Required work:
• a. Echo everything in the interview on riding confidence below, from "Regaining my confidence" down to "challenges you’re facing.".
• b. In one to three sentences, explain why, according to the interview on riding confidence below, competing in two sports has helped the rider with burnout.
• c. Finish out the next part of the interview on riding confidence below, beginning after its final question.

Regaining my confidence wasn’t an overnight process, but a good friend, Kristen Bond, gave me a book called “Mind Gym” by Gary Mack, which proved immensely helpful in developing problem-solving skills. I still draw on mantras from that book to this day. Speaking with Daniel Stewart was also pivotal in giving me the confidence to be myself and approach things differently.

When you’re young, there’s a tendency to want to get back into the saddle immediately to prove everything’s fine. Looking back, I realize I did myself a disservice by not acknowledging the emotions I experienced. It’s clear to me now that the worst thing you can do when you lose your confidence is to rush yourself. Riding at a level below your competency allows you the bandwidth to work through the challenges you’re facing.

I continue to prioritize my mental health both as an athlete and as a person. I’ve learned that certain activities, like working out, getting a massage, or going to cryotherapy, contribute to my self-care because they affect how I feel and perform in the saddle. Ultimately, confidence isn’t something you either have or don’t have—it’s complex and individualized. It requires self-awareness and constant effort. Despite the work I’ve put in, my natural reaction to making a mistake is still self-criticism, so I surround myself with people and resources that help me reframe my perspective.

Big hugs for Anthony Patch. Photo by Sally Spickard.

How do you manage burnout?

When I experience burnout, it’s usually due to either the time of the season or feeling stuck because I don’t have many horses and worry about being surpassed by other riders. Our world feels small, with everyone seemingly chasing the same goals, so the fear of being left behind looms large. For me, having a dual focus on two sports has been incredibly helpful. Last year, when I encountered problems with my eventing horse, it coincided with breakthroughs in my dressage horse’s training, making the lows of eventing easier to handle.

Do you have any performance routines for when you feel nervous?

Records shown:
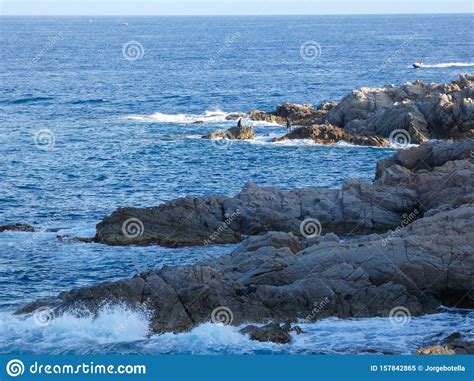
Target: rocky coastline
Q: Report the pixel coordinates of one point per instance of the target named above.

==

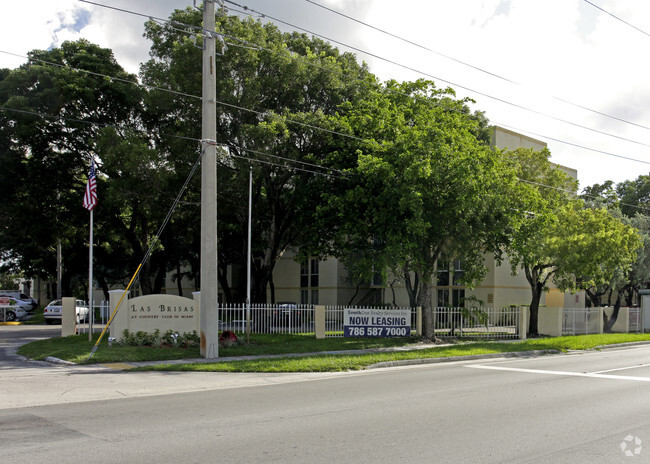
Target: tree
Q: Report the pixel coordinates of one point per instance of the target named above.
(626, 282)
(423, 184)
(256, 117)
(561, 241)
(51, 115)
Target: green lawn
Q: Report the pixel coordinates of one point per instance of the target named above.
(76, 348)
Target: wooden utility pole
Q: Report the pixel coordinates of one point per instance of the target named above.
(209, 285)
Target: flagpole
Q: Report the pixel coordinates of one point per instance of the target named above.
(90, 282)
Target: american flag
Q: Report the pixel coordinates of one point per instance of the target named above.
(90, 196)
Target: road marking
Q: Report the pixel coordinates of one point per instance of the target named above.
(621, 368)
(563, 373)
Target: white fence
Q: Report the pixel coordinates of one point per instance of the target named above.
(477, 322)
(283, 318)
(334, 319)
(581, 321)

Answers for the exercise:
• a.
Regaining my confidence wasn’t an overnight process, but a good friend, Kristen Bond, gave me a book called “Mind Gym” by Gary Mack, which proved immensely helpful in developing problem-solving skills. I still draw on mantras from that book to this day. Speaking with Daniel Stewart was also pivotal in giving me the confidence to be myself and approach things differently.

When you’re young, there’s a tendency to want to get back into the saddle immediately to prove everything’s fine. Looking back, I realize I did myself a disservice by not acknowledging the emotions I experienced. It’s clear to me now that the worst thing you can do when you lose your confidence is to rush yourself. Riding at a level below your competency allows you the bandwidth to work through the challenges you’re facing.

• b. A focus on two sports helps because progress in one can offset setbacks in the other. Last year, problems with the eventing horse came at the same time as breakthroughs in the dressage horse's training, and that made the lows of eventing easier to handle.

• c.
When I’m preparing for a show and feeling nervous, I pick out a few horses or rounds to watch, then give myself some quiet time to divert my mind from obsessing over my performance. I usually play Candy Crush because I know I need to quiet my mind. While some people prefer getting hyped up before cross-country, that doesn’t work best for me. Once I have a plan, I don’t want to overthink it, so I do something completely mindless.

Laine Ashker and Lovedance. Photo by Brant Gamma Photography.

What advice would you offer to someone in the sport facing adversity?

There have been many times in my career when I’ve felt like I didn’t have enough owners, enough horses, or even enough mental strength to continue. In those moments, I picture myself at 80, watching the Olympics and explaining eventing or dressage to my friends, and I wonder, ‘What if I never tried to get there?’ I’m not sure I could live with myself if I gave up on a goal I’ve dedicated my whole life to. It’s easy to stick with what’s safe, and sometimes that’s okay, but when facing adversity, I ask myself if I’ve truly tried everything. This sport is tough, expensive, and physically demanding, but it’s also my dream, and that dream drives me through the struggles because giving up would cost me more. If someone is facing adversity, I urge them to consider that scenario and ask themselves if they’ve left no stone unturned, because, in my experience, there’s always another stone.